═══ DOCUMENT PASSAGE ═══
What is Finasteride?
Finasteride is a treatment for hair loss in men, or male pattern baldness, as it’s sometimes known. It prevents hormone conversion in the body that causes hair follicles to shrink, triggering hair loss.
It’s also used to treat men with an enlarged prostate, or benign prostate enlargement (or BPH for short).
Sometimes Finasteride can even trigger hair regrowth, although it needs to be taken on a long-term basis for you to keep getting positive results from it.
Male pattern baldness is usually pretty easy to identify. You can start to lose hair from the scalp or top of the head, but it can also start at the front of the head, which is what’s known as a receding hairline.
How does Finasteride work?
There’s an enzyme in the body called 5-alpha reductase. It converts the hormone testosterone into another hormone, dihydrotestosterone, or DHT. DHT can make hair follicles shrink, and trigger hair loss, if your body is sensitive to it.
Finasteride stops the enzyme from converting testosterone into DHT, reducing the amount of the enzyme in the blood and the scalp. This helps to bolster hair growth, and prevent any more hair loss.
═══ SUPPLIED INFORMATION ═══
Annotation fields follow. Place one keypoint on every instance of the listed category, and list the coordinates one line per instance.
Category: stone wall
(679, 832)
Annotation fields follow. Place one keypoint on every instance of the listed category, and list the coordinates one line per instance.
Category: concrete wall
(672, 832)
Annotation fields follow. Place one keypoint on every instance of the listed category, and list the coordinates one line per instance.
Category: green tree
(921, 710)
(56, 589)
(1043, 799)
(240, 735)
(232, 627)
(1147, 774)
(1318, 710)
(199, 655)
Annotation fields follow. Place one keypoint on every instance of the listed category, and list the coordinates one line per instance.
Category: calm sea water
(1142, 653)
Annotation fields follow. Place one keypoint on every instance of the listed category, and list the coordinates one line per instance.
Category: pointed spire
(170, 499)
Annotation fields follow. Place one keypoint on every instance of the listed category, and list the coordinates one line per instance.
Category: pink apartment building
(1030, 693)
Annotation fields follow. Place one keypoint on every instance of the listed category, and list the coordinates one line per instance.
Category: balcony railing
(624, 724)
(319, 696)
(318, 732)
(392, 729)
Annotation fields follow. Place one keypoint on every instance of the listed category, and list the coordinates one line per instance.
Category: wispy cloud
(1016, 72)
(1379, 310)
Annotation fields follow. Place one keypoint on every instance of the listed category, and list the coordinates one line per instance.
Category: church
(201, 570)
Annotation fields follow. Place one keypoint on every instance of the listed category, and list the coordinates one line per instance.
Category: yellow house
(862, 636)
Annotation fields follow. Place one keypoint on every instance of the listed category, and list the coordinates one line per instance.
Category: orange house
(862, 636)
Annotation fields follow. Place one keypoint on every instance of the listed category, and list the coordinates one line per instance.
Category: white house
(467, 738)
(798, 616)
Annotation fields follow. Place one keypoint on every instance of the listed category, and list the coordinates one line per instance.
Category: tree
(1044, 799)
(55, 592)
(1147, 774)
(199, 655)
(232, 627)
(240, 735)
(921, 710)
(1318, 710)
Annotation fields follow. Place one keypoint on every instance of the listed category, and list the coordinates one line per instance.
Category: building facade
═══
PROMPT 1: Reproduce verbatim the stretch of the Finasteride passage from "Male pattern baldness is" through "a receding hairline.".
PROMPT 2: Write the next part of the Finasteride passage, picking up after its final sentence.
The rows above are separate material, unrelated to the Finasteride passage.

ANSWER SPACE 1:
Male pattern baldness is usually pretty easy to identify. You can start to lose hair from the scalp or top of the head, but it can also start at the front of the head, which is what’s known as a receding hairline.

ANSWER SPACE 2:
How long does Finasteride take to work?
It starts working in the body immediately, so it’s likely that your DHT levels will be lower as soon as you’ve taken your first dose. Generally speaking, Finasteride reduces DHT in the body by around 70%.
But it can take longer before you see any results. Because male pattern hair loss is a condition that develops slowly, it may take between 3 and 6 months before you see any improvement in the thickness of your hair, or any reduction in hair loss, with Finasteride. And it may be up to 12 months before you see the best results.
It’s easy to stop taking Finasteride if you’re not noticing any improvements relatively quickly, but you should keep taking it as prescribed. Your DHT levels will return to normal if you interrupt your course of treatment, and you may start to lose hair once more. Patience can be the key with it.
It’s also important to note that Finasteride doesn’t always trigger hair regrowth. It’s a treatment that’s often taken to stop any further loss of hair, rather than as a means of getting hair to grow back.
Your hair will still fall out when you’re using Finasteride as part of its natural growth cycle (stray hairs being replaced by new hairs), so you’ll continue to see stray hairs in the shower or the bath, on your comb, or in your hands. This is totally normal and nothing to worry about.